DOCUMENT EXCERPT
Now we move on to Kealakekua Bay. While Sides’s descriptions are generally excellent, I think he underplays the significance of the temple Hikiau Heiau and its surrounding sacred area, describing it as “paved with basalt rocks, much like the marae temples Cook had seen elsewhere”. Having seen the truncated remains of this heiau, and several of the marae in Polynesia that Cook visited, I feel this is a significant downplaying of the place. It stood between three and six metres high and, with its so-called Oracle Tower, dominated the huge sacred area at the south-east end of the bay. It was, in part, a ruin at the time of Cook’s visit, as was the fence that was removed at Cook’s request, because no repair or re-building was allowed during Makahiki. The taking of the heiau’s fence is often quoted, as Sides does here, as a desecration by Cook, but this might arguably be a simplistic view.

RAW DATA
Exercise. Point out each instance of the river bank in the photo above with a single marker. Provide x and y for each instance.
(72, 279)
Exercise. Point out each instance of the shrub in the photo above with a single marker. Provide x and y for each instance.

REQUIREMENTS
1. In the passage on Kealakekua Bay, how does Sides describe the sacred area around Hikiau Heiau?
2. Carry on the passage about Kealakekua Bay and Hikiau Heiau, starting after its final sentence.

TASK RESPONSES
1. He describes it as "paved with basalt rocks, much like the marae temples Cook had seen elsewhere."

2.
Sides states that, before leaving for the Arctic, Cook needed to “locate better water than the brackish, sandy stuff they’d siphoned from Kealakekua’s ponds”. I found this comment confusing. The watering place at the far end of the sacred area, where the Pali comes down close to sea level, has good potable water, as I found during a visit in 2009. The pond adjacent to Hikiau Heiau and part of the sacred area is brackish, and now unpalatable, but was not the ship’s water source.
The description of events at and near Ka`awaloa leading up to Cook’s death are gripping, lively and written with a novelist’s eye. I remember Cliff Thornton, in a talk at a CCS meeting some years ago, analysing the actions of the marines and how they used their muskets. Sides does a similar job here.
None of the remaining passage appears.